**Work to complete**
Pick out and copy every line in the records below that contains the string "array", where case counts.

■ ■ ■ ■

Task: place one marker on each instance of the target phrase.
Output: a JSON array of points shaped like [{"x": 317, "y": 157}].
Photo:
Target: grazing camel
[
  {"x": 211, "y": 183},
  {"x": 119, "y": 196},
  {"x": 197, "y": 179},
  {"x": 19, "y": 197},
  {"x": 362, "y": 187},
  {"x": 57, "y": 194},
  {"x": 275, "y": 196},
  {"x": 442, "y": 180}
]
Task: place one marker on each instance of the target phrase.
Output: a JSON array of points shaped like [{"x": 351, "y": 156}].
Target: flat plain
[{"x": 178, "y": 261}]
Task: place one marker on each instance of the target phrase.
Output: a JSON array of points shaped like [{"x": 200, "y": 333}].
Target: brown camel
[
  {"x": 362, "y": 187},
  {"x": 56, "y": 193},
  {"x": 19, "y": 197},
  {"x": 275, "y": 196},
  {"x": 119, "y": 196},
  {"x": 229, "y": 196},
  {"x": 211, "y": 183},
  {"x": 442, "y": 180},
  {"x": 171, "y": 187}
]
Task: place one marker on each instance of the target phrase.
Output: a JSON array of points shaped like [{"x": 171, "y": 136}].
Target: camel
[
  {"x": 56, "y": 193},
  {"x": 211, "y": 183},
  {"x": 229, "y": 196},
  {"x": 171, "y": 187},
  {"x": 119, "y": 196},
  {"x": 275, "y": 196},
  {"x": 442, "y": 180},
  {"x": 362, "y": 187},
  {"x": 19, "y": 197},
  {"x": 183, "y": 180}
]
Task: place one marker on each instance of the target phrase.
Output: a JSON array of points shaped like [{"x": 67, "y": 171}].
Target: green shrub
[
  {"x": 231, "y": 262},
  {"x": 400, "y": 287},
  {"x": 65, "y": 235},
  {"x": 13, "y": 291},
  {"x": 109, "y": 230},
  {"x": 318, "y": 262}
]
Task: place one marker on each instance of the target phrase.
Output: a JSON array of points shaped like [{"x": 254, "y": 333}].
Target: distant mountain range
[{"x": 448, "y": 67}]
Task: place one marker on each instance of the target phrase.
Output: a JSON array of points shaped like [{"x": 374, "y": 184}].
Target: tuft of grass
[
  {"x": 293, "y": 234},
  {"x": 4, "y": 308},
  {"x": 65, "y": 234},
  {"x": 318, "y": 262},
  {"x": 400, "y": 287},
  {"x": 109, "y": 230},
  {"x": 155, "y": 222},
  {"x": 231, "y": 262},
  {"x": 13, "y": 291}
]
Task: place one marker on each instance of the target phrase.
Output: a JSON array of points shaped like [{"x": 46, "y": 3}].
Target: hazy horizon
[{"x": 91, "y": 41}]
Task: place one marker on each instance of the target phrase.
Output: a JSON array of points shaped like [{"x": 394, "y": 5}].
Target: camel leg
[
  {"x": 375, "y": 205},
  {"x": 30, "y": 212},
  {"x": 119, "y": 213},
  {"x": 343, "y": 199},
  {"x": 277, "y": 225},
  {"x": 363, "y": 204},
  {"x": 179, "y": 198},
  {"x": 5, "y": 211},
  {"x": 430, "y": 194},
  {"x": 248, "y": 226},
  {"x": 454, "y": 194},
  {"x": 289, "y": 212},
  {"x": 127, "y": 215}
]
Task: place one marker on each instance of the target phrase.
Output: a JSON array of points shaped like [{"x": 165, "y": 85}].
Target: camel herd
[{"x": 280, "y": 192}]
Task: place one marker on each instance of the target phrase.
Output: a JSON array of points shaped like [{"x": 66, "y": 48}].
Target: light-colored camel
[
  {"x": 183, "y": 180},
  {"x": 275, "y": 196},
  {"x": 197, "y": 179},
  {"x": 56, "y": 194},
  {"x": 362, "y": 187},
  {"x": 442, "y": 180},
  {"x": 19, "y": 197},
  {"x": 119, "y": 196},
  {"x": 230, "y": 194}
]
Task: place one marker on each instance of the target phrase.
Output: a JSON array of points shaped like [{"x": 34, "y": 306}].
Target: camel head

■ ■ ■ ■

**Task answer**
Output: a JSON array of points shaped like [{"x": 317, "y": 157}].
Output: a JSON array of points shaped like [{"x": 351, "y": 156}].
Output: a JSON array of points shaped like [{"x": 200, "y": 333}].
Output: a JSON array of points shaped like [{"x": 171, "y": 136}].
Output: a JSON array of points shaped like [{"x": 67, "y": 171}].
Output: a JSON array of points shaped like [{"x": 254, "y": 333}].
Output: a JSON array of points shaped like [{"x": 374, "y": 184}].
Output: a JSON array of points shaped like [{"x": 46, "y": 3}].
Output: a JSON array of points shaped like [{"x": 394, "y": 5}].
Output: a JSON array of points shaped like [{"x": 165, "y": 85}].
Output: a JSON array of points shaped like [{"x": 66, "y": 48}].
Output: a JSON array of points shaped like [{"x": 34, "y": 306}].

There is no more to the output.